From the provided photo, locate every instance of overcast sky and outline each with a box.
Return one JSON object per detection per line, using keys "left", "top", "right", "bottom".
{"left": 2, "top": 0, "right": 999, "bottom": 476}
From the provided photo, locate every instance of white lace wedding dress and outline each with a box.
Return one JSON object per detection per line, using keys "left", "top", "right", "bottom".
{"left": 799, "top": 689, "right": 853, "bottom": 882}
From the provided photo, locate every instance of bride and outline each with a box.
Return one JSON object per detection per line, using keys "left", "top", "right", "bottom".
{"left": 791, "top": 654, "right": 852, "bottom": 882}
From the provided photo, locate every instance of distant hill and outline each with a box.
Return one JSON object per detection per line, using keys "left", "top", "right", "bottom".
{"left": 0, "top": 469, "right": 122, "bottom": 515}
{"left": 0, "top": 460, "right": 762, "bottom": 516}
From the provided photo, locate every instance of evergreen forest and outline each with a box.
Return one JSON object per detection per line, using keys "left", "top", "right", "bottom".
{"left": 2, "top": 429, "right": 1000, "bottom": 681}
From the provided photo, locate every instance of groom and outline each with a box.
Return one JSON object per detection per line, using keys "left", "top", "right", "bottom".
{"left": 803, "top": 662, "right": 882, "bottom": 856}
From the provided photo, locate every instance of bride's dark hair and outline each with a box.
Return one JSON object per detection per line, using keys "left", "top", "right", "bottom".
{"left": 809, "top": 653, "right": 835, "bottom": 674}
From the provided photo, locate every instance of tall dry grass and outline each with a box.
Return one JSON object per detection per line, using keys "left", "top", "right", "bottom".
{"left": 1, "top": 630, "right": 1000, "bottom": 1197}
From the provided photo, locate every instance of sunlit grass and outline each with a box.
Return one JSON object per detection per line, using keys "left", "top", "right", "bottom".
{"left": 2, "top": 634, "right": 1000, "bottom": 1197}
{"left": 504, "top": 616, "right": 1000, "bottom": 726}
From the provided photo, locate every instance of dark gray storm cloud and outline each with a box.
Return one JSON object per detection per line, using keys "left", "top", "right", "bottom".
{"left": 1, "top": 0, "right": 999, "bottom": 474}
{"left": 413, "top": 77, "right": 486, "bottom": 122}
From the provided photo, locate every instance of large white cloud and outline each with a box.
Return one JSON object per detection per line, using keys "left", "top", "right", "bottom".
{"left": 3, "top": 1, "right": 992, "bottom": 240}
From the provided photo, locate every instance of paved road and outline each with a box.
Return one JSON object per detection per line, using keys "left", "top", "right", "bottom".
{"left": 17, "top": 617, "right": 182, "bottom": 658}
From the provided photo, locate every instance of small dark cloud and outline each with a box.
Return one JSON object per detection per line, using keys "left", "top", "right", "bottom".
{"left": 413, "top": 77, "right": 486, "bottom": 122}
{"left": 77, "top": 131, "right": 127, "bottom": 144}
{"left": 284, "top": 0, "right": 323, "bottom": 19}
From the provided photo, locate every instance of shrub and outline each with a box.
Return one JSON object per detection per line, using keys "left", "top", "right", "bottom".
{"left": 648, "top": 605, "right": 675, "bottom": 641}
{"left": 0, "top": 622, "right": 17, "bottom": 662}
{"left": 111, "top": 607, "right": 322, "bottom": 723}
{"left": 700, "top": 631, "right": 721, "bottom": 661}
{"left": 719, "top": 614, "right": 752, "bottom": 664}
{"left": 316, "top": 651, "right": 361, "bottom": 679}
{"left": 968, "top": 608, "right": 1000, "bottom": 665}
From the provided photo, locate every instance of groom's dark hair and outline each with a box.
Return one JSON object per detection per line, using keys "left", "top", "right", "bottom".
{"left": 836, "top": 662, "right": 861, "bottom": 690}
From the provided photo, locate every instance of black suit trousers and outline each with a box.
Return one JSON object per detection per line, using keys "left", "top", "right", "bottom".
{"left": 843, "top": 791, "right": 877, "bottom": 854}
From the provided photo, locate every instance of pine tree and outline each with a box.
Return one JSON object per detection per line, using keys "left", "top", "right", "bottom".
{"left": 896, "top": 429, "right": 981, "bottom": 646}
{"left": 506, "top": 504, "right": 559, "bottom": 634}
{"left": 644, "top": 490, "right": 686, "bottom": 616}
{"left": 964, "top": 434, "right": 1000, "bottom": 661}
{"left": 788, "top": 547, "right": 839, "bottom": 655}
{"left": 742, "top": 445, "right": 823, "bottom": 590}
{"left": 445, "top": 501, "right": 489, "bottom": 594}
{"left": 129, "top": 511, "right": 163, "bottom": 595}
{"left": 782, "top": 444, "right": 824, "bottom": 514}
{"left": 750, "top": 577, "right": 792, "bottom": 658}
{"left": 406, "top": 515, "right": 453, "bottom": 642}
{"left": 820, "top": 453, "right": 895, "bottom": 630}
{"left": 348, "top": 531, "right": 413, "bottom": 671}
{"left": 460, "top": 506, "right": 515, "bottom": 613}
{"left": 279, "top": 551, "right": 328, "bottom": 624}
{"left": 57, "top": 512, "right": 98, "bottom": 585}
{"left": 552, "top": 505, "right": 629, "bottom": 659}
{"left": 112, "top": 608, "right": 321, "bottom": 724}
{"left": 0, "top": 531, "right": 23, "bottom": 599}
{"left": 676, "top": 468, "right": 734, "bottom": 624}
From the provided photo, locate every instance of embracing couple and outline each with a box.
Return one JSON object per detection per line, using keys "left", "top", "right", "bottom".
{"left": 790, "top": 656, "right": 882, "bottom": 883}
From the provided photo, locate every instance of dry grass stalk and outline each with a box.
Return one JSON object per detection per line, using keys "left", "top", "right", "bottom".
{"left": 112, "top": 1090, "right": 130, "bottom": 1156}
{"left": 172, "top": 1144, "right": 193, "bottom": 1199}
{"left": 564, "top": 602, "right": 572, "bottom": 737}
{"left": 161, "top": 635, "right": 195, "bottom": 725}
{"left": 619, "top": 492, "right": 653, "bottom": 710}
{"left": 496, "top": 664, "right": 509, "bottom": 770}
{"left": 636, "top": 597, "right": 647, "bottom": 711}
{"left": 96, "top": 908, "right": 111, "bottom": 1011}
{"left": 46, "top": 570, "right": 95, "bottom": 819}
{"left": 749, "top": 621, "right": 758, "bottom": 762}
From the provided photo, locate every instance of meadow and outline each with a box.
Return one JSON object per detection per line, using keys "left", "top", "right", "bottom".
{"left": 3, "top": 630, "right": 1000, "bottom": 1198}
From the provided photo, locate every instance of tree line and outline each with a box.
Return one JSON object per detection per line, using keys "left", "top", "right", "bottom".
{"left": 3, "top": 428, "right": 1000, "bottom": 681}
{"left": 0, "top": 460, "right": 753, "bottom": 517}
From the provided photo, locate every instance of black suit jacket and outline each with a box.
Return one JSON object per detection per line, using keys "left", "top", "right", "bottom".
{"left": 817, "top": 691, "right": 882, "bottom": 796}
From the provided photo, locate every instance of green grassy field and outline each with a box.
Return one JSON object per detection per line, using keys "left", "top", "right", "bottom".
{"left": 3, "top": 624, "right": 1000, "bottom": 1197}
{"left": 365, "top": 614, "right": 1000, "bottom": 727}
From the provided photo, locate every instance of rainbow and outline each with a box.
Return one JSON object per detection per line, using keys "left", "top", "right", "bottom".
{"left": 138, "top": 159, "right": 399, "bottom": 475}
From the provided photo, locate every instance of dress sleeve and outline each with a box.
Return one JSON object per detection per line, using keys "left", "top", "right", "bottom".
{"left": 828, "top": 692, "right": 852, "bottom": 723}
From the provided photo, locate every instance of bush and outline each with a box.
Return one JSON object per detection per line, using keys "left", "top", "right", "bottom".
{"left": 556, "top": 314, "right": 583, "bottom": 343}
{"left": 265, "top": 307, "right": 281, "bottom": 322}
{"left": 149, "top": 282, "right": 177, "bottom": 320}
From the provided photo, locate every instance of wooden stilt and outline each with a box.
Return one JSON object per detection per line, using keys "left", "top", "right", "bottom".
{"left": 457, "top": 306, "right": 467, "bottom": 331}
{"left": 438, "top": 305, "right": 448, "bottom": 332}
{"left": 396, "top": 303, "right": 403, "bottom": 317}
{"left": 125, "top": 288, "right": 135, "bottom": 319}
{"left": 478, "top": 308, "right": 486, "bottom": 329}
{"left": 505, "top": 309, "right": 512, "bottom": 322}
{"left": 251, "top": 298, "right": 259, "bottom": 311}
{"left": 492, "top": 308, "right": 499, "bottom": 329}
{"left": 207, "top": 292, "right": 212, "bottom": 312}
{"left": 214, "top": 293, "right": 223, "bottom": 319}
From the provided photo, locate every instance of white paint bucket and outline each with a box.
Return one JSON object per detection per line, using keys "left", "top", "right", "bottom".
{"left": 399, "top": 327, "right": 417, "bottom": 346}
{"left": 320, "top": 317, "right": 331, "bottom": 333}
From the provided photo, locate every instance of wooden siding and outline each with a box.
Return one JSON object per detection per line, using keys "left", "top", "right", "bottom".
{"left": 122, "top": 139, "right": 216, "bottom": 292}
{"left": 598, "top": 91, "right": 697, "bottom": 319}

§ §

Task goal: From the data above, output exactly the lines between the one containing "From the provided photo, locate every instance of pine" and the one containing "From the provided photo, locate every instance of dry", counting both of them.

Answer:
From the provided photo, locate every instance of pine tree and outline each with a box.
Return one JSON object per detection per line, using keys "left", "top", "right", "bottom".
{"left": 896, "top": 429, "right": 981, "bottom": 646}
{"left": 506, "top": 504, "right": 559, "bottom": 634}
{"left": 644, "top": 490, "right": 686, "bottom": 616}
{"left": 964, "top": 434, "right": 1000, "bottom": 661}
{"left": 788, "top": 547, "right": 839, "bottom": 655}
{"left": 742, "top": 445, "right": 823, "bottom": 590}
{"left": 445, "top": 501, "right": 489, "bottom": 594}
{"left": 129, "top": 511, "right": 163, "bottom": 595}
{"left": 782, "top": 444, "right": 824, "bottom": 514}
{"left": 750, "top": 577, "right": 792, "bottom": 658}
{"left": 406, "top": 515, "right": 453, "bottom": 642}
{"left": 820, "top": 453, "right": 895, "bottom": 630}
{"left": 348, "top": 531, "right": 413, "bottom": 671}
{"left": 460, "top": 506, "right": 515, "bottom": 613}
{"left": 279, "top": 551, "right": 328, "bottom": 624}
{"left": 57, "top": 512, "right": 98, "bottom": 585}
{"left": 552, "top": 505, "right": 629, "bottom": 659}
{"left": 112, "top": 608, "right": 321, "bottom": 724}
{"left": 0, "top": 531, "right": 23, "bottom": 599}
{"left": 676, "top": 468, "right": 734, "bottom": 624}
From the provided photo, locate every instance of embracing couple and outline each with a box.
Return one JSON object per detection per line, using keys "left", "top", "right", "bottom".
{"left": 790, "top": 656, "right": 882, "bottom": 883}
From the provided photo, locate every instance of dry grass stalk and outline each with a box.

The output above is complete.